Passage provided:
Introduction to Honoring Parents

Honoring your father and mother—the fifth of the Ten Commandments—heads the mishna's list of mitzvot for which you receive reward in this world as well as in the next. It is one of only two mitzvot for which long life is promised (the other is shilu'ach ha'kein—shooing away a wild mother bird before taking her eggs).
This mitzva especially refers to giving your parents food and drink as well as helping them get dressed, get covered, and go out and in.  But it also includes: 
  • Not sitting in your father's chair.
  • Not calling your parents by their first names.
  • Not disagreeing with, not correcting, or not contradicting your parents if doing so will upset them.
  • Agreeing with them by taking sides in an argument (doing so is considered disrespectful since they do not need your agreement).

Required action 1:
In the introduction to honoring parents, which other mitzva besides honoring your father and mother promises long life?
Required action 2:
Write the next part of the introduction to honoring parents, continuing after its final list item.

Data excerpts:

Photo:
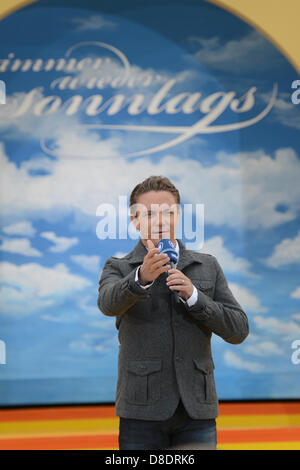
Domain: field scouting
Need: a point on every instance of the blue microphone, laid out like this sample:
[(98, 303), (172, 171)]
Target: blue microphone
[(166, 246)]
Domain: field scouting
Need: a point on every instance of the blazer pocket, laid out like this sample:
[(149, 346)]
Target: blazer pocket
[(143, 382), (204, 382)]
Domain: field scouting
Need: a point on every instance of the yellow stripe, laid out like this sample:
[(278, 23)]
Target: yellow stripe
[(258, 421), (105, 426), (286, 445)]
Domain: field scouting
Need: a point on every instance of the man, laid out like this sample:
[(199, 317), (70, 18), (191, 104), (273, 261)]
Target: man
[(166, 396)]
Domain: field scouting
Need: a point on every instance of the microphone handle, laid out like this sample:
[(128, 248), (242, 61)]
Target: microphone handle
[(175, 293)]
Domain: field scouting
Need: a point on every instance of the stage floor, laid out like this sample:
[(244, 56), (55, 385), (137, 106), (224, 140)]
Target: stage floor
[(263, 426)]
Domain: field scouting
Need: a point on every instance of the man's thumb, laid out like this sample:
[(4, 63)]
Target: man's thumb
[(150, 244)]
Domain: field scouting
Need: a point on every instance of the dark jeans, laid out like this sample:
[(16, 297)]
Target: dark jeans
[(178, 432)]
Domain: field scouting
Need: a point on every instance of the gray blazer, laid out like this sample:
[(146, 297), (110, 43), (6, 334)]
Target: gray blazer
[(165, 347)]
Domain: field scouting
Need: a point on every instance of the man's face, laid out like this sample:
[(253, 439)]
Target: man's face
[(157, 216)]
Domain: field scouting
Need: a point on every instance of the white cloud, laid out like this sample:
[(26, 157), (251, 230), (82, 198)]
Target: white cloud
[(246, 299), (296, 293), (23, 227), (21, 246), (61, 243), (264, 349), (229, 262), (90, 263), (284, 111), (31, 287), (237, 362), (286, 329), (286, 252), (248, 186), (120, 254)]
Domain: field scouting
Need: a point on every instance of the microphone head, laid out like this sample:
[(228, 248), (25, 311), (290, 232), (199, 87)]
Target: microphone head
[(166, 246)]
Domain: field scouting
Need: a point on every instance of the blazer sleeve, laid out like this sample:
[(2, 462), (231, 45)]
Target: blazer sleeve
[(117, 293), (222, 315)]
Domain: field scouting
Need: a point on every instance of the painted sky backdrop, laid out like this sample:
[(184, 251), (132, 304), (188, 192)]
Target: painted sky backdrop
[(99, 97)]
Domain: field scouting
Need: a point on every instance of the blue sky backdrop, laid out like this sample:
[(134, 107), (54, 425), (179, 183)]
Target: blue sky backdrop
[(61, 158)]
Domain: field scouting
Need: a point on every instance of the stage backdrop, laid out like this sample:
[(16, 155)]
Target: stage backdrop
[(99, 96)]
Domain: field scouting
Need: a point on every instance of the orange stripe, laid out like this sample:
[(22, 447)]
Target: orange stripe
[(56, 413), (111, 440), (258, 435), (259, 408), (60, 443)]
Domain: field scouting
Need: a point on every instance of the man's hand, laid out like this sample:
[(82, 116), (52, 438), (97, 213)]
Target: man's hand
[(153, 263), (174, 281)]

Answer 1:
Shilu'ach ha'kein: shooing away a wild mother bird before taking her eggs.

Answer 2:
  • Not waking them up when they are sleeping--unless they would want you to do so. 
Whatever applies to fathers also applies to mothers, such as not sitting in the parent's chair. 
Note Many of these halachot may be overridden at the parent's request; for instance, you may correct your parent or call him or her by first name if he or she wants you to do so.
All parents—whether biological or adoptive, Jewish or non-Jewish—must be treated well, acknowledging the good they did for the child (hakarat ha'tov). If any parent opposes the observance of Jewish laws, the child should limit contact with the parent.